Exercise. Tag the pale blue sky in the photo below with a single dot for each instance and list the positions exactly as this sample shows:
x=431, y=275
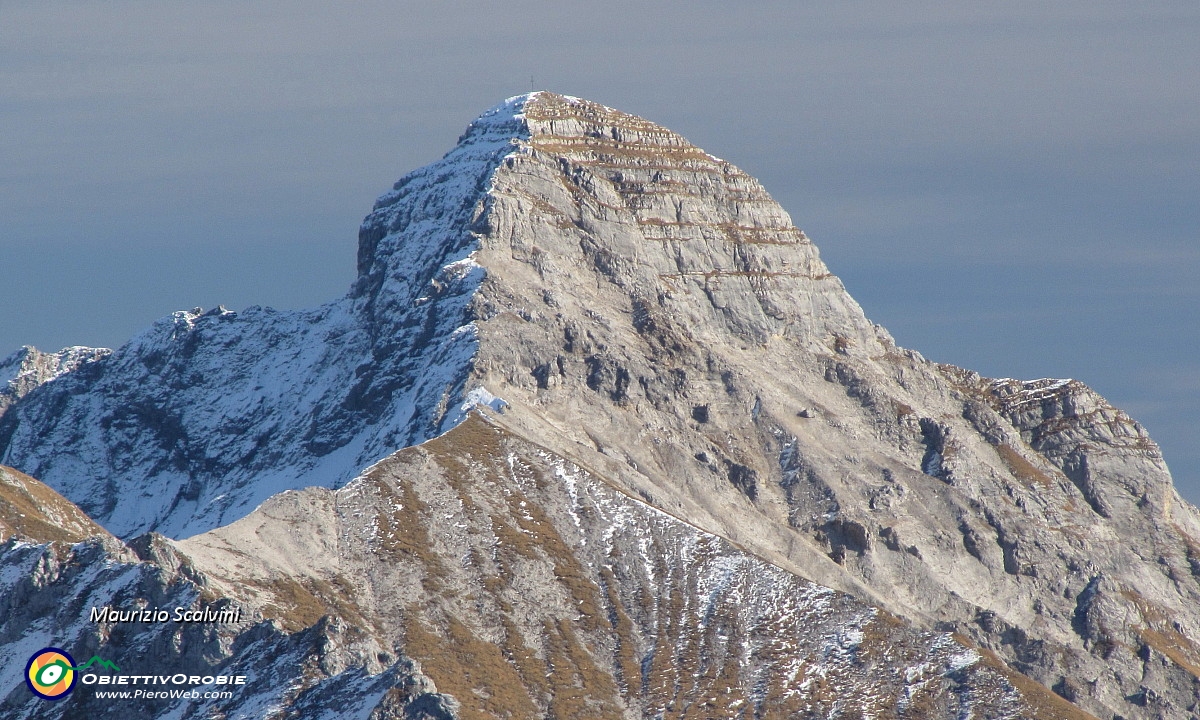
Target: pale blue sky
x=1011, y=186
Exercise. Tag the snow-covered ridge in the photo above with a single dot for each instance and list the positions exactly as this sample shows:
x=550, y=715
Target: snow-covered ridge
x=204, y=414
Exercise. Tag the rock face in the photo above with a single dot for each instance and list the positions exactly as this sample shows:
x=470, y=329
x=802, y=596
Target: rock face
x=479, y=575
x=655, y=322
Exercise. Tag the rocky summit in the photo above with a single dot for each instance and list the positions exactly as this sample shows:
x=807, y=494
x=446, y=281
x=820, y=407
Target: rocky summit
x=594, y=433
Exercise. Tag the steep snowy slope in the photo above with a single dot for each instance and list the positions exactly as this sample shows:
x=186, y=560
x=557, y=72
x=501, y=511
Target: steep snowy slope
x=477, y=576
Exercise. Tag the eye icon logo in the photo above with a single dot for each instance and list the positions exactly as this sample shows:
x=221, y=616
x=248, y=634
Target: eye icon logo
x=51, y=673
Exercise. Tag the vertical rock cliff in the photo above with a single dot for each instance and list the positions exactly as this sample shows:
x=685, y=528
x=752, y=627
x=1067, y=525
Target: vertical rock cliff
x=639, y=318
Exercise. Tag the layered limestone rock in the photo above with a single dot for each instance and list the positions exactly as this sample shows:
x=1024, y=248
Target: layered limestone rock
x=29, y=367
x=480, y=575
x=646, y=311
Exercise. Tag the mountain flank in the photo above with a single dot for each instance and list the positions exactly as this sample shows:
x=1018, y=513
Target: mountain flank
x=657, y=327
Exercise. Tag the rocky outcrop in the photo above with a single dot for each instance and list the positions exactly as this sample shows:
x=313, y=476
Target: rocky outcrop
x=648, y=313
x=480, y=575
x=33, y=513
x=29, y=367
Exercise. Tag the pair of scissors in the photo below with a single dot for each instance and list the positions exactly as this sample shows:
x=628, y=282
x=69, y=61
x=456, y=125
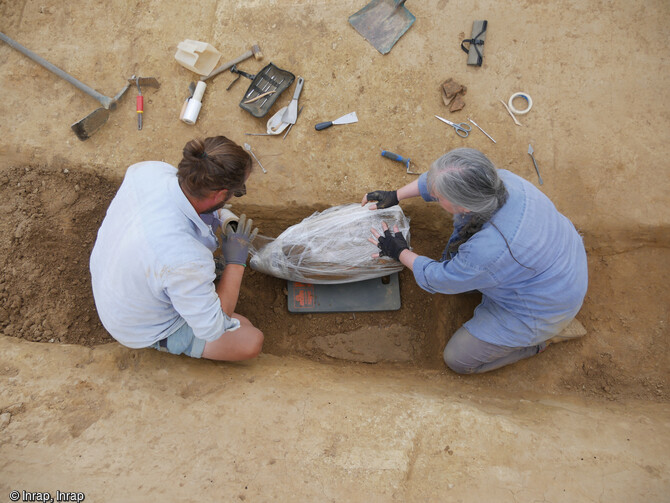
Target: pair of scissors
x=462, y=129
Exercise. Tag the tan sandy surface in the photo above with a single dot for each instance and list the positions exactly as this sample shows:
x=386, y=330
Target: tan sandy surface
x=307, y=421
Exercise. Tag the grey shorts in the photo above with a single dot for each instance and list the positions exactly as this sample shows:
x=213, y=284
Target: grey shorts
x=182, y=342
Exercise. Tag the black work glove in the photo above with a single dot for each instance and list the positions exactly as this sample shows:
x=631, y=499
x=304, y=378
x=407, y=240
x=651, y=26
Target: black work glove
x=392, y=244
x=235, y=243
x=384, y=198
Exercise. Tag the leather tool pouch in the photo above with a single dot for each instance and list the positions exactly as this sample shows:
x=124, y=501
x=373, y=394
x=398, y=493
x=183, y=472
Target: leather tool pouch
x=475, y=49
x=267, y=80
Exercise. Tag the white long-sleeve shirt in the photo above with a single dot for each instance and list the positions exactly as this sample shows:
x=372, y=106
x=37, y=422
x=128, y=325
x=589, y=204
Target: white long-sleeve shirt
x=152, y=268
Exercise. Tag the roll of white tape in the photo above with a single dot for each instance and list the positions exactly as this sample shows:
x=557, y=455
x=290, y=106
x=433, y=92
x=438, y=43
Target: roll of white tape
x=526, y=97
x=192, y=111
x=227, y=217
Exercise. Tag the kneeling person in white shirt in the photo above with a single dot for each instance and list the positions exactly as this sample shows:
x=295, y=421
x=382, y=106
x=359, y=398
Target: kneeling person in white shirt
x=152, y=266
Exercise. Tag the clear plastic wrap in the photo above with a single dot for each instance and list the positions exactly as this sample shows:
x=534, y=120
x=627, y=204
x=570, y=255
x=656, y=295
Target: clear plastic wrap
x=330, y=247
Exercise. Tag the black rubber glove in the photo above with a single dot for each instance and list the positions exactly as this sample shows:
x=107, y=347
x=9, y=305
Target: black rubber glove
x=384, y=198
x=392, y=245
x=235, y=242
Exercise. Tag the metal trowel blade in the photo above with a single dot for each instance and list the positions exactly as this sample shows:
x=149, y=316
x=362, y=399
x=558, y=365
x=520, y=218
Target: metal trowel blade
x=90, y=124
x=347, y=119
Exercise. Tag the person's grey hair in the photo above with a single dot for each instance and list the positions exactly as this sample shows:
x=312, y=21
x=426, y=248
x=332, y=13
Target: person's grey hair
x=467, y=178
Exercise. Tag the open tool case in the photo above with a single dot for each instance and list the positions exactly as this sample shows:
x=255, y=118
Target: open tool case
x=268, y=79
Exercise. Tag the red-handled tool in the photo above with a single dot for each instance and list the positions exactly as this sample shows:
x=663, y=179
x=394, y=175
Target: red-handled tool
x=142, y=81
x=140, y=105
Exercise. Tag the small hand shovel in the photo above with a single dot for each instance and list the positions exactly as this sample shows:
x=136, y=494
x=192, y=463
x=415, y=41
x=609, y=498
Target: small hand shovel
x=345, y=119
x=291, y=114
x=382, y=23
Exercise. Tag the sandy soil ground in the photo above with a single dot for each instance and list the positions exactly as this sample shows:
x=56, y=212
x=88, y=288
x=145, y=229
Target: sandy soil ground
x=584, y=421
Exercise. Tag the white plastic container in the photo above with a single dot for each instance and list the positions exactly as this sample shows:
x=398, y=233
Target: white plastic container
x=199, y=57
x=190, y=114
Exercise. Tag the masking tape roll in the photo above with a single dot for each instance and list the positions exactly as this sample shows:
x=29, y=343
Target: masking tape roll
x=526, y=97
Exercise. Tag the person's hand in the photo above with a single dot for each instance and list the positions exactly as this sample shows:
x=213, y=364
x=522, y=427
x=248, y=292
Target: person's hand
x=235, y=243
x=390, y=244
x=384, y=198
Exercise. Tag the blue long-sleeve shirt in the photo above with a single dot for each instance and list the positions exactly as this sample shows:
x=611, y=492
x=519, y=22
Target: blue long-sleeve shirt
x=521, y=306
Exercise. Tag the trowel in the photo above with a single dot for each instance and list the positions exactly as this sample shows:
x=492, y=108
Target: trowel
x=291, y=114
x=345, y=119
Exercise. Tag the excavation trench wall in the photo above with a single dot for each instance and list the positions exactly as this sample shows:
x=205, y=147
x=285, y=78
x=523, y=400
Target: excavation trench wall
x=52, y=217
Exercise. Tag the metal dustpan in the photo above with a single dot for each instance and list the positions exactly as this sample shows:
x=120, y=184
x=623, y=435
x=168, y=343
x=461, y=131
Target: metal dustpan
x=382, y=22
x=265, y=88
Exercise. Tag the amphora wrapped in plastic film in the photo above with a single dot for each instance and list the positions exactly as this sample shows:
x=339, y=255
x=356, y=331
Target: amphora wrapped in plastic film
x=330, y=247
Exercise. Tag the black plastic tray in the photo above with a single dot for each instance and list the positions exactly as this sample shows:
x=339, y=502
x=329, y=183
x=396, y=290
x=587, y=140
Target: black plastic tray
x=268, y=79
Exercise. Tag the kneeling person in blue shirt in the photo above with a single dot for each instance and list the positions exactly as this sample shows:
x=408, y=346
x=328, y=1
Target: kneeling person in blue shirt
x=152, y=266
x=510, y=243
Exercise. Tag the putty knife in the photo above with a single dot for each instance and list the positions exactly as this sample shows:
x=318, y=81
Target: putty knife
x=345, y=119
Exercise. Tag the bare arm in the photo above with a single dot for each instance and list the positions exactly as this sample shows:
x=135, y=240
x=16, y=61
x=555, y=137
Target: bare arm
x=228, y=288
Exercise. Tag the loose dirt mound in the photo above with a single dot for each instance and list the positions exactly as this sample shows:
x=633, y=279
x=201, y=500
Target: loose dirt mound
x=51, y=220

____

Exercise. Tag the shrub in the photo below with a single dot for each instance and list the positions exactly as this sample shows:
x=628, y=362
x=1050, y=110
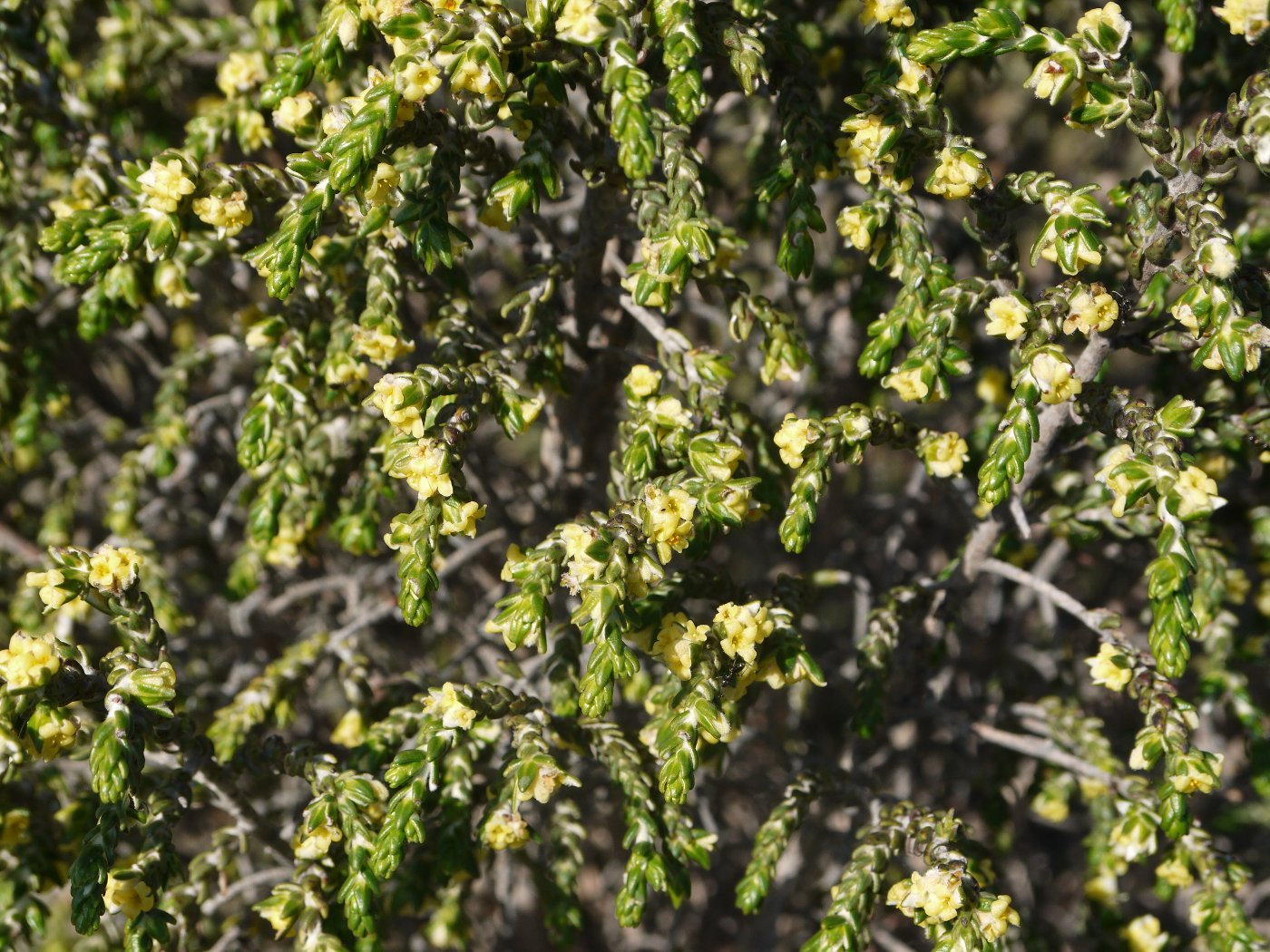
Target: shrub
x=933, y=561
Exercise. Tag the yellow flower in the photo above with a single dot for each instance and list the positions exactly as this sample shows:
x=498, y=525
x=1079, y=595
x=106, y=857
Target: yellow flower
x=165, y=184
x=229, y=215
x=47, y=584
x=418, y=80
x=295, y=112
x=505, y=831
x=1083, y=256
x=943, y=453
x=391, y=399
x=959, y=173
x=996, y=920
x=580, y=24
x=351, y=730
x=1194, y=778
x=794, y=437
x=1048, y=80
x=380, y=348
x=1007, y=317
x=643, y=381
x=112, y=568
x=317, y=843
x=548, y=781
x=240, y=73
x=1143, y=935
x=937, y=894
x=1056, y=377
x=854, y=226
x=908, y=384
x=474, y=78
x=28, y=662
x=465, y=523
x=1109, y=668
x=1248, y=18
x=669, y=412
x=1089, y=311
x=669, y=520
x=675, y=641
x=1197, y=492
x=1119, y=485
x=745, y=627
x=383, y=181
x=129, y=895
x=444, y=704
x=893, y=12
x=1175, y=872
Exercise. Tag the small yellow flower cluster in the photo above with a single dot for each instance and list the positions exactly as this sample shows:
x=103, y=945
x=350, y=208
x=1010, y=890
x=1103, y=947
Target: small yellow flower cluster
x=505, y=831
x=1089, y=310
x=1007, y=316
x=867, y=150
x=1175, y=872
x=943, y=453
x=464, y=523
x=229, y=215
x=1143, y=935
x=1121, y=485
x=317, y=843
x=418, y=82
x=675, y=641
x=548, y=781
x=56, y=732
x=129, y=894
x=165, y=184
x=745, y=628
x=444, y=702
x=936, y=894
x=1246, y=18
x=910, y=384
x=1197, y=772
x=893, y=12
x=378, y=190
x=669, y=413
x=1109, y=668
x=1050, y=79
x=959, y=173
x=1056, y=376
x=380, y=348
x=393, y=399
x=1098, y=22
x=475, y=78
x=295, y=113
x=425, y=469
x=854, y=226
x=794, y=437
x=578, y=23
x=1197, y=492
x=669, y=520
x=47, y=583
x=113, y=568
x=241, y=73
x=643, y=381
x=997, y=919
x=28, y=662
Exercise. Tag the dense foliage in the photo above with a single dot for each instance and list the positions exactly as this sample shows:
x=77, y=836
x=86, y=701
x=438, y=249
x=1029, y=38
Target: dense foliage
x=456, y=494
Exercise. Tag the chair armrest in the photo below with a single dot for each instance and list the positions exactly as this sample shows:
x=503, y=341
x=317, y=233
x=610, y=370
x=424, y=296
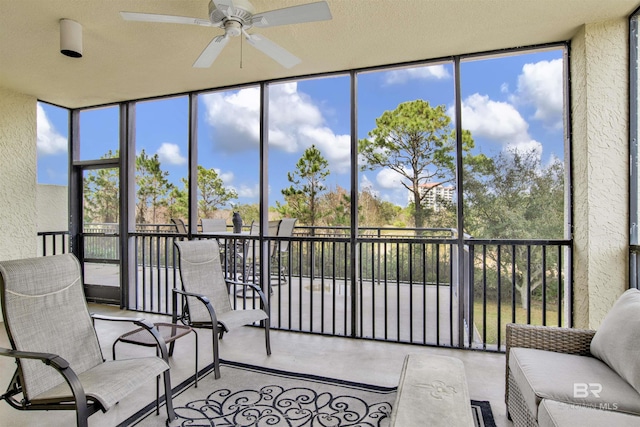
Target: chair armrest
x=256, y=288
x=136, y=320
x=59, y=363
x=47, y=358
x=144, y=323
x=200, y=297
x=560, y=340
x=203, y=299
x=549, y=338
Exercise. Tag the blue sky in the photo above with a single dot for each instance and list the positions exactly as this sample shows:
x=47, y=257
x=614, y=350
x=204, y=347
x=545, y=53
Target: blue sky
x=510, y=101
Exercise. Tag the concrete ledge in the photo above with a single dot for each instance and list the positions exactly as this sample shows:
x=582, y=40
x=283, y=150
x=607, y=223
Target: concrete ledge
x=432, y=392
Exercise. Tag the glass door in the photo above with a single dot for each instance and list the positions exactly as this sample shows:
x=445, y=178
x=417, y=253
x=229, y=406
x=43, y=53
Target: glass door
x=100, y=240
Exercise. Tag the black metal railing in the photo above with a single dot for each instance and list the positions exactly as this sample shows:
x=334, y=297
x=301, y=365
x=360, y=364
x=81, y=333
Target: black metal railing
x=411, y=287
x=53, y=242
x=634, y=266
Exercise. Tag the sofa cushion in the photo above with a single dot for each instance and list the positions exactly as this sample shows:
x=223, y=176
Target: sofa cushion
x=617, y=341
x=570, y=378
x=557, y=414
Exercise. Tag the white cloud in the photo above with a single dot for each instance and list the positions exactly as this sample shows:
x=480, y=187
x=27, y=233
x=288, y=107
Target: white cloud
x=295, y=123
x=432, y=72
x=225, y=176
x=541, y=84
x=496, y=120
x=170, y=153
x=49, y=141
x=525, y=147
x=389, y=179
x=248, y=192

____

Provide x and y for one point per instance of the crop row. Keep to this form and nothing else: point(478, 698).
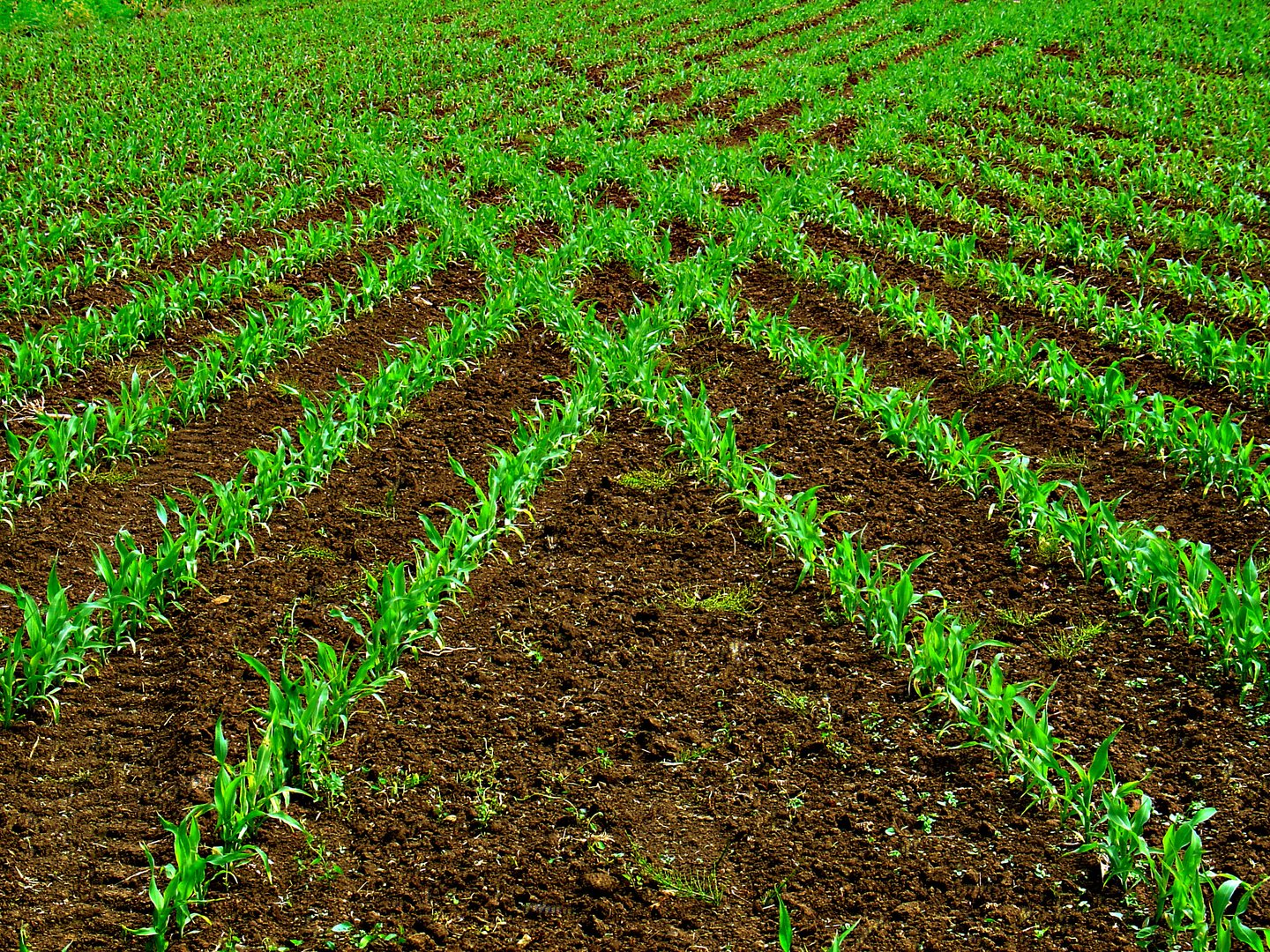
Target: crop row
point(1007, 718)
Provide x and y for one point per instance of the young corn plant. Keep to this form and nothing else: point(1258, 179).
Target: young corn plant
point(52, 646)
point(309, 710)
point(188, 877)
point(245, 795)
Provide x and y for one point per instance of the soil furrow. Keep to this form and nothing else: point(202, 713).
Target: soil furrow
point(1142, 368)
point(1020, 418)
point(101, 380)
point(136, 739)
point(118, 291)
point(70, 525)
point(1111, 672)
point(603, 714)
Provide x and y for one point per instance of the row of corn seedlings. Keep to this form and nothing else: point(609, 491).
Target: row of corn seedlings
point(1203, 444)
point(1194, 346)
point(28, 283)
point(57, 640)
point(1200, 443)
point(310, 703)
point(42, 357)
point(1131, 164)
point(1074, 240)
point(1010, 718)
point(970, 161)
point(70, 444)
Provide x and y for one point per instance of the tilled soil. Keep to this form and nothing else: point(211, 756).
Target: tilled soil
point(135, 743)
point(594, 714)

____

▶ Your objective:
Scan the preceding listing for the string "Provide" and copy every line where it occurs.

▶ Finished task:
Provide x and y for one point per instance of the crop row. Keep to this form and nothing else: point(478, 698).
Provide x and y for one point per instance of the young corn plant. Keep to this form and nothing else: point(1258, 179).
Provide x and y for one point per instance of the soil furrow. Keep to this form and nothing else: point(202, 713).
Provide x and y for one point per instance of the row of corn seedlings. Keep to this form and nothing else: point(609, 491).
Provide x and y for one point per instance of the tilled soil. Keep to this form and nothing else: point(211, 756).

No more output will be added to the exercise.